**Task requirements**
Below is a block of records; repeat each one exactly.

**Saved entries**

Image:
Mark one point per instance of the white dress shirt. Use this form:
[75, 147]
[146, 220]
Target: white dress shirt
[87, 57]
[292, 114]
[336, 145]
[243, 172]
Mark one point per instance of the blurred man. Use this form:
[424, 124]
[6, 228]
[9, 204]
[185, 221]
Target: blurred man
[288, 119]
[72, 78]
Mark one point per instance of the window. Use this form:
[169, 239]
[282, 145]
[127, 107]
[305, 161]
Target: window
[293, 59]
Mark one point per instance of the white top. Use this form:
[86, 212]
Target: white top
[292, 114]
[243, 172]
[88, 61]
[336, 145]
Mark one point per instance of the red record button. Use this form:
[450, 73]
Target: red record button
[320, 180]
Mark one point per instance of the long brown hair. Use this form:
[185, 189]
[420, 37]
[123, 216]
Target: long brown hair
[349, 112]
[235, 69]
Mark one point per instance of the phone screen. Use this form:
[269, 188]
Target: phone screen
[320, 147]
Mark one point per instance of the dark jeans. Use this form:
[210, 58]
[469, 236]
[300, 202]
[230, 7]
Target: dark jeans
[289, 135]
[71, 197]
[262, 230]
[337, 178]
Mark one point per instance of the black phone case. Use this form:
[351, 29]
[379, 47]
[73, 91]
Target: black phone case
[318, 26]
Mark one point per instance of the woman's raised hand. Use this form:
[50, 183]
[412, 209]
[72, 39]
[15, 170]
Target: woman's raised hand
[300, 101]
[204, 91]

**Solution to the exercise**
Image:
Mark one point per instance of the white dress shirt. Use this form:
[75, 147]
[146, 220]
Target: white dress shirt
[87, 57]
[292, 114]
[336, 145]
[243, 172]
Mark one point per instance of the blurred man. Use this form:
[424, 124]
[6, 228]
[9, 204]
[185, 221]
Target: blurred man
[288, 119]
[72, 78]
Mark one point per instance of the window. Use this form:
[169, 239]
[282, 145]
[127, 107]
[305, 161]
Target: window
[293, 59]
Mark one point per instance of the white top. Use this form:
[86, 212]
Target: white top
[292, 114]
[243, 172]
[88, 61]
[336, 145]
Mark one point per instance of the red record button. Use this form:
[450, 73]
Target: red record button
[320, 180]
Mark one point per instance of the long brown hair. Use this form:
[185, 189]
[420, 37]
[123, 216]
Target: long brown hair
[349, 112]
[235, 69]
Mark one point per instance of the phone screen. Use this form:
[269, 188]
Target: phone screen
[320, 147]
Mark one point per instance of the dark jeans. Use this form:
[210, 58]
[469, 236]
[300, 202]
[230, 7]
Target: dark jeans
[289, 135]
[71, 197]
[262, 230]
[337, 178]
Mark one point per instance of the black phone case. Use this form:
[351, 29]
[379, 47]
[73, 91]
Target: black phone case
[318, 26]
Mark one point per instance of the woman's raised hand. Use this form:
[50, 183]
[412, 209]
[72, 39]
[15, 170]
Target: woman's raised hand
[300, 101]
[204, 91]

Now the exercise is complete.